List each line below that contains the string "forest", copying every such line in full. Matching is case-sensitive.

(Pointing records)
★ ★ ★ ★

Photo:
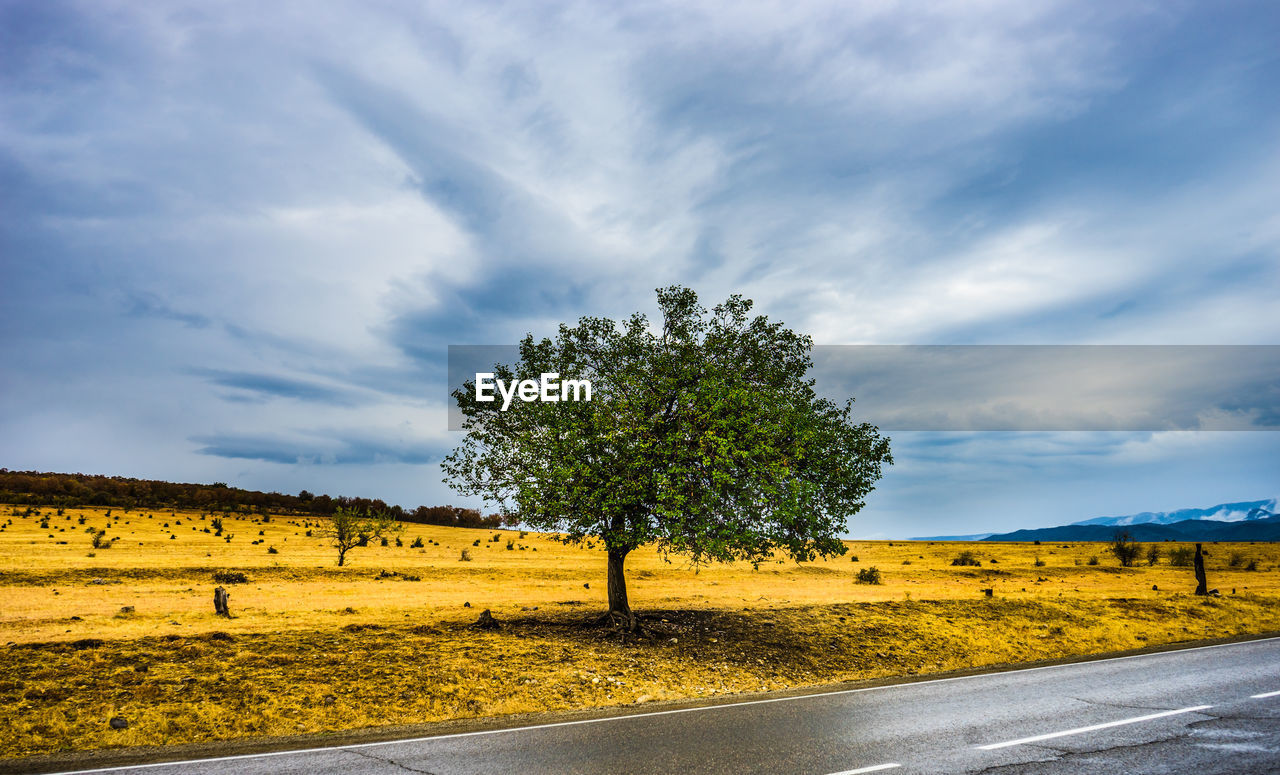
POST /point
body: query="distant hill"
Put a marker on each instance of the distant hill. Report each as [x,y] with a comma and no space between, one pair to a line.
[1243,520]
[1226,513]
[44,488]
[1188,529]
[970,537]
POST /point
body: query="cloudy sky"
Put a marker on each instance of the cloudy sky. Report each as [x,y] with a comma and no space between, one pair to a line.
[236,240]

★ ★ ★ ★

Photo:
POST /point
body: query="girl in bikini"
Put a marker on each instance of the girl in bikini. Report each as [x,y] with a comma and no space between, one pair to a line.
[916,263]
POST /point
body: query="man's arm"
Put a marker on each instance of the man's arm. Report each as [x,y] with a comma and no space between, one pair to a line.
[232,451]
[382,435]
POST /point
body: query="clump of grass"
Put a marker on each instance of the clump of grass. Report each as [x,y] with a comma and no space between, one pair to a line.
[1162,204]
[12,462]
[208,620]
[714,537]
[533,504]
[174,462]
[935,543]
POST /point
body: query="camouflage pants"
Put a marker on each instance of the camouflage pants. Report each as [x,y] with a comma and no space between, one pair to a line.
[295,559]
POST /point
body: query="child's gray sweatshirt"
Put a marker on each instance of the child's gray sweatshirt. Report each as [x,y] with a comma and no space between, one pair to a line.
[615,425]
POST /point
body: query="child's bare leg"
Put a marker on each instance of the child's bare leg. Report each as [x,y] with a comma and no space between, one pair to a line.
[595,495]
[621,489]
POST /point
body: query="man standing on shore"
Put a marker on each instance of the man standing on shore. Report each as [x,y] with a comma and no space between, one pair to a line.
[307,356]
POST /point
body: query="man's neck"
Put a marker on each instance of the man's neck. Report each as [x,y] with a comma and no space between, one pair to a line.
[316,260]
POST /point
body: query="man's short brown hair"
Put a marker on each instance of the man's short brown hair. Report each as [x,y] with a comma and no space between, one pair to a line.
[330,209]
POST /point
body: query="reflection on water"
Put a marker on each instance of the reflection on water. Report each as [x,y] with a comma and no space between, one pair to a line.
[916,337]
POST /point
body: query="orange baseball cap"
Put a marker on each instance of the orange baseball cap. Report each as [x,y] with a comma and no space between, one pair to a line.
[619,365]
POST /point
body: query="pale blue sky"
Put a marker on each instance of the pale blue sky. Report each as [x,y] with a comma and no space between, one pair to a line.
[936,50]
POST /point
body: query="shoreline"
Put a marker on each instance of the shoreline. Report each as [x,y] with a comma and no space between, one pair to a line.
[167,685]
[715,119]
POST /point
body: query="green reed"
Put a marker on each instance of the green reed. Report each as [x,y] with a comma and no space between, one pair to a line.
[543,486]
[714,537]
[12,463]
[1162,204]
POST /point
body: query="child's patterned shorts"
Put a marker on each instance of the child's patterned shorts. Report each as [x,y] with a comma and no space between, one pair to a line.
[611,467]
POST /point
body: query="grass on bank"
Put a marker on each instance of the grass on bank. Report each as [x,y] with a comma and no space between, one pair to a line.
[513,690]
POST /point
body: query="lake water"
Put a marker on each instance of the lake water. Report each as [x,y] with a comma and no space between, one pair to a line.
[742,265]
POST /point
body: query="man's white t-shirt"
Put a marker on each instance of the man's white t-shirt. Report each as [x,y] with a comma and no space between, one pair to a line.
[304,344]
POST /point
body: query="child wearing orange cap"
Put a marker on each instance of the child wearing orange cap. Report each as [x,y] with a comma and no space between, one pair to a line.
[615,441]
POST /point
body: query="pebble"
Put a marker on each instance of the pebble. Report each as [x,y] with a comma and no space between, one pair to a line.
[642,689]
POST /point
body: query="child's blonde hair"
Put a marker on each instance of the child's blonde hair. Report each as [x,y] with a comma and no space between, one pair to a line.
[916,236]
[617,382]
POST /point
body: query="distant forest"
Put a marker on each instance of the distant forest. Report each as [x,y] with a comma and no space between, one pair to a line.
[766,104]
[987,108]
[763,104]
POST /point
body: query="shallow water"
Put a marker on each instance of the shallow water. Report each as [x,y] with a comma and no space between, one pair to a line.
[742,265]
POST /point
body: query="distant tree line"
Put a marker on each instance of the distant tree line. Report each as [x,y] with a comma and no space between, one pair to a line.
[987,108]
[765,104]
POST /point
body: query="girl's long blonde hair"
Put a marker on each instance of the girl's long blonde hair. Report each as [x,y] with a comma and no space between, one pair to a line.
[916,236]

★ ★ ★ ★

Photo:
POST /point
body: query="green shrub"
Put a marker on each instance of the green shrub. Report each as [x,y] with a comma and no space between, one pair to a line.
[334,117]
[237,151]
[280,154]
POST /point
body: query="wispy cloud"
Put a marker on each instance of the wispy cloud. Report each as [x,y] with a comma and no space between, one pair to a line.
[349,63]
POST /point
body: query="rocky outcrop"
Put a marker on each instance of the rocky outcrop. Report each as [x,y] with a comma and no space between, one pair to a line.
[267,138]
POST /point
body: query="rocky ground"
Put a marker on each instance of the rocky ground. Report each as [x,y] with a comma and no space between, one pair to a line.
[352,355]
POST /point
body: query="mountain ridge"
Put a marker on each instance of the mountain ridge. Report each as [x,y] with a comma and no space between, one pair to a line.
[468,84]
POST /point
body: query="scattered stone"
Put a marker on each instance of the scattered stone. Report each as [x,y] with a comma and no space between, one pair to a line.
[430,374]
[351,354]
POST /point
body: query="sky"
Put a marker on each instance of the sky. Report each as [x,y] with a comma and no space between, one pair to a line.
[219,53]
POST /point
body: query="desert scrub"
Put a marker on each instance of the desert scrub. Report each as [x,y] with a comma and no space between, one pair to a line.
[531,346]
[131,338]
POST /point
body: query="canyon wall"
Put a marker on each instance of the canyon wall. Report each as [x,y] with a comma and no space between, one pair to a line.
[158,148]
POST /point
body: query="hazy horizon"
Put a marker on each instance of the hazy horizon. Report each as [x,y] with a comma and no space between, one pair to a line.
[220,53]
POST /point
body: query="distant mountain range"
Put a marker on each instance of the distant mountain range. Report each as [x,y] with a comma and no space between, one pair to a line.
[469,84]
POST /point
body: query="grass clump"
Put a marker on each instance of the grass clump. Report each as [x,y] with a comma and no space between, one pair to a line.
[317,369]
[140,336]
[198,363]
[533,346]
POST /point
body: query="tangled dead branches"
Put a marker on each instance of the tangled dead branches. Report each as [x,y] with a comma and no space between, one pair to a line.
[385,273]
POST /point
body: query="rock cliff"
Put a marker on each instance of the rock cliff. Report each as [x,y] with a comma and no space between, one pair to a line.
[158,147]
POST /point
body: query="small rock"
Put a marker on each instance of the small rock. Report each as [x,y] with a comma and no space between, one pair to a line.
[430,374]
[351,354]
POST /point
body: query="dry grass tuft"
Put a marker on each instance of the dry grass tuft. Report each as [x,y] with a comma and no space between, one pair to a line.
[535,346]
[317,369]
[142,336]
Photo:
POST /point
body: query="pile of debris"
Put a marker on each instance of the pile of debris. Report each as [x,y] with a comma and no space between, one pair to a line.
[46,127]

★ ★ ★ ★

ANSWER TO THIS EXERCISE:
body: query="distant forest"
Put a marker on each instance of the distant forest. Report each as [x,y] with a comma and no space between, one pair to a line.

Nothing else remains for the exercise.